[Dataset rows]
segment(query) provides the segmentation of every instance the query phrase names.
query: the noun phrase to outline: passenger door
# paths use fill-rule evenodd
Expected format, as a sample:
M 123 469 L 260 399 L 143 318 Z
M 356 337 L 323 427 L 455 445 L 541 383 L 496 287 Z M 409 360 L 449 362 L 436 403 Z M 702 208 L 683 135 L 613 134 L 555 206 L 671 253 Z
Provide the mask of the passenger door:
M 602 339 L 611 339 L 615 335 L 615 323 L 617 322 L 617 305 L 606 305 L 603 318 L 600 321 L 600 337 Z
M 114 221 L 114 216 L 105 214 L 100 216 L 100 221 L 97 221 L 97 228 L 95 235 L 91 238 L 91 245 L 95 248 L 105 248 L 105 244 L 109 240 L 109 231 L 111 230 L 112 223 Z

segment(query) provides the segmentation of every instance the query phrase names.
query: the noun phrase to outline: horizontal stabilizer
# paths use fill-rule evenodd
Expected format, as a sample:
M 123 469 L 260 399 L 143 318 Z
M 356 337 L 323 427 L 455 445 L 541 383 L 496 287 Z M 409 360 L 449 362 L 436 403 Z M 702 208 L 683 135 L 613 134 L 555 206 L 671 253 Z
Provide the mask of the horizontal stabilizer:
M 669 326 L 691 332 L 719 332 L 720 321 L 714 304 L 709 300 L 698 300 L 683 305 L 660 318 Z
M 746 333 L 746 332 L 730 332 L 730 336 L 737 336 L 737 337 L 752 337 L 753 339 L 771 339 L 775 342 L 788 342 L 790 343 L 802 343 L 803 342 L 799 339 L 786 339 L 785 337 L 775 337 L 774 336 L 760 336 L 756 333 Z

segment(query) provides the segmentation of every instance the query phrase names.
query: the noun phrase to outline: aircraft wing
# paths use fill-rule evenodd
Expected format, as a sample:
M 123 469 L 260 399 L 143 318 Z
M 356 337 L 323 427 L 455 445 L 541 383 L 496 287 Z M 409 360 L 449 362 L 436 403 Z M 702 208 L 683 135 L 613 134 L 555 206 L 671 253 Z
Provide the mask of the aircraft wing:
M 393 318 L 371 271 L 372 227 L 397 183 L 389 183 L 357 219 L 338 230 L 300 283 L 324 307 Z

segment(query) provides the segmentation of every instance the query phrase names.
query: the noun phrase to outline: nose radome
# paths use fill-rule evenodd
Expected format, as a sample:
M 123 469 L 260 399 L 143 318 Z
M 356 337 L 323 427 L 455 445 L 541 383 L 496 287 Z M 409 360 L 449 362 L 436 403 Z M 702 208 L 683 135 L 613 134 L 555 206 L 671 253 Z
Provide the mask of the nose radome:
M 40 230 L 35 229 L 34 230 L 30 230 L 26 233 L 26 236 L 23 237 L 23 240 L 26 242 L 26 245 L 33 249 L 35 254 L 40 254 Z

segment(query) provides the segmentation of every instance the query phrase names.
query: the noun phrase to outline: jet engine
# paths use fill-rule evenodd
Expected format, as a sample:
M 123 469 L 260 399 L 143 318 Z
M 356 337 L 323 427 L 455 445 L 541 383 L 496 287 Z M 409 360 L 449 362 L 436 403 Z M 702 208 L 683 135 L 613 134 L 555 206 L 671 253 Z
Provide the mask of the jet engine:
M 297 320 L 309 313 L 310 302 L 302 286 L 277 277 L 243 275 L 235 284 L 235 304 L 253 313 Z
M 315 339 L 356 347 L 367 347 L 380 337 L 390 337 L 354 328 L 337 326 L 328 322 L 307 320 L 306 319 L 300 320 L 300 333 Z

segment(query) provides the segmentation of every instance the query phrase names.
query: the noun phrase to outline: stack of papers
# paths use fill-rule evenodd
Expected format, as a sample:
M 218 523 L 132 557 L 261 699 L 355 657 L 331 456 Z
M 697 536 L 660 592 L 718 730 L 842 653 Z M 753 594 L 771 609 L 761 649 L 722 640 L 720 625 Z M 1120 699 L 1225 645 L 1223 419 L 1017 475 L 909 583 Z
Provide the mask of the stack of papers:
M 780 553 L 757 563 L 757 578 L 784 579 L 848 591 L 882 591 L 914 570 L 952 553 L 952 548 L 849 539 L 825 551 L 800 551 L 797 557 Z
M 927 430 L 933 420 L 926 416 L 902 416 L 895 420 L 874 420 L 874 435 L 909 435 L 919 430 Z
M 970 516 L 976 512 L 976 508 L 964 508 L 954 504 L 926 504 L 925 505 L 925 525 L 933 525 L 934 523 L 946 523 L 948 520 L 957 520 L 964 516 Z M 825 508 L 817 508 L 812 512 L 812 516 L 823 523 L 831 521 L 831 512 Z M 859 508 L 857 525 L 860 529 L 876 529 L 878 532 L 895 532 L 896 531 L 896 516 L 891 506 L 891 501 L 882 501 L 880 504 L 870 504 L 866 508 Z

TASK INSTRUCTIONS:
Print all of the entries exactly as they are written.

PROBLEM SOLUTION:
segment(query) provides the segmentation of every instance the query phrase names.
query: the noun phrase to outline: passenger door
# paths use fill-rule evenodd
Expected format, as a sample:
M 123 469 L 260 399 L 143 318 Z
M 356 337 L 323 427 L 455 445 L 541 383 L 496 287 Z M 409 360 L 449 362 L 436 403 Z M 702 208 L 683 135 L 613 134 L 555 206 L 671 253 Z
Provide the mask of the passenger door:
M 602 339 L 611 339 L 615 335 L 615 323 L 617 322 L 617 305 L 606 305 L 603 318 L 600 321 L 600 337 Z
M 114 221 L 114 216 L 105 214 L 100 216 L 100 221 L 97 221 L 97 228 L 95 235 L 91 238 L 91 245 L 95 248 L 105 248 L 105 244 L 109 240 L 109 231 L 111 230 L 112 223 Z

segment(query) provides the segmentation of every instance the query phrase names.
query: the noun phrase to outline: horizontal stabilizer
# paths use fill-rule evenodd
Expected format, as a sample:
M 123 469 L 260 399 L 143 318 Z
M 356 337 L 323 427 L 455 445 L 541 383 L 496 287 Z M 409 360 L 449 362 L 436 403 Z M 702 208 L 683 135 L 613 134 L 555 206 L 671 253 Z
Provide the mask of the horizontal stabilizer:
M 669 326 L 691 332 L 719 332 L 720 321 L 714 304 L 709 300 L 698 300 L 683 305 L 660 318 Z
M 746 333 L 746 332 L 730 332 L 730 336 L 737 336 L 737 337 L 752 337 L 753 339 L 771 339 L 775 342 L 788 342 L 790 343 L 802 343 L 803 342 L 799 339 L 786 339 L 785 337 L 775 337 L 774 336 L 760 336 L 756 333 Z

segment(query) provides the segmentation of every instance the query phrase names.
query: the noun phrase to outline: aircraft wing
# paths use fill-rule evenodd
Expected format, as a sample:
M 123 469 L 260 399 L 143 318 Z
M 356 337 L 323 427 L 455 445 L 541 383 L 496 287 Z M 409 360 L 449 362 L 436 403 Z M 702 208 L 683 135 L 613 134 L 555 206 L 671 253 Z
Provide the mask of the aircraft wing:
M 393 318 L 371 271 L 372 227 L 397 183 L 389 183 L 357 219 L 338 230 L 300 283 L 324 307 Z

segment(query) provides the segmentation of every instance the query phrase names.
query: the noun phrase to outline: nose radome
# paths use fill-rule evenodd
Expected format, as a sample:
M 123 469 L 260 399 L 143 318 Z
M 356 337 L 323 427 L 455 445 L 541 383 L 496 287 Z M 409 360 L 449 362 L 436 403 Z M 702 208 L 683 135 L 613 134 L 555 206 L 671 253 Z
Provide the mask of the nose radome:
M 40 230 L 35 229 L 34 230 L 30 230 L 26 233 L 26 236 L 23 237 L 23 240 L 26 242 L 26 245 L 33 249 L 35 254 L 40 254 Z

segment(query) provides the segmentation of every instance the query phrase names.
query: the noun phrase to outline: jet engine
# paths use fill-rule evenodd
Expected format, as a sample:
M 123 469 L 260 399 L 143 318 Z
M 356 337 L 323 427 L 455 445 L 541 383 L 496 287 Z M 409 360 L 449 362 L 436 403 Z M 702 208 L 683 135 L 613 134 L 555 206 L 671 253 Z
Provide the mask of the jet engine:
M 297 320 L 309 313 L 310 302 L 302 286 L 277 277 L 243 275 L 235 284 L 235 304 L 253 313 Z
M 315 339 L 356 347 L 367 347 L 380 337 L 390 337 L 354 328 L 337 326 L 328 322 L 307 320 L 306 319 L 300 320 L 300 333 Z

segment(query) provides the segmentation of every instance the query phrase names.
query: the noun phrase to outline: stack of papers
# paths use fill-rule evenodd
Expected format, as a sample:
M 218 523 L 132 557 L 261 699 L 355 657 L 331 456 Z
M 697 536 L 660 592 L 718 730 L 842 653 Z M 753 594 L 771 609 L 761 649 L 722 640 L 720 625 Z M 1120 699 L 1225 645 L 1223 419 L 1017 475 L 909 583 Z
Provide the mask of the stack of papers:
M 780 553 L 757 563 L 757 578 L 784 579 L 848 591 L 882 591 L 914 570 L 952 553 L 952 548 L 849 539 L 825 551 L 800 551 L 797 557 Z
M 927 430 L 933 420 L 926 416 L 902 416 L 895 420 L 874 420 L 874 435 L 909 435 L 919 430 Z
M 970 516 L 976 512 L 976 508 L 964 508 L 954 504 L 926 504 L 925 505 L 925 525 L 933 525 L 934 523 L 946 523 L 948 520 L 957 520 L 964 516 Z M 825 508 L 817 508 L 812 512 L 812 516 L 823 523 L 831 521 L 831 512 Z M 859 508 L 857 525 L 860 529 L 876 529 L 878 532 L 895 532 L 896 531 L 896 516 L 891 506 L 891 501 L 882 501 L 880 504 L 870 504 L 866 508 Z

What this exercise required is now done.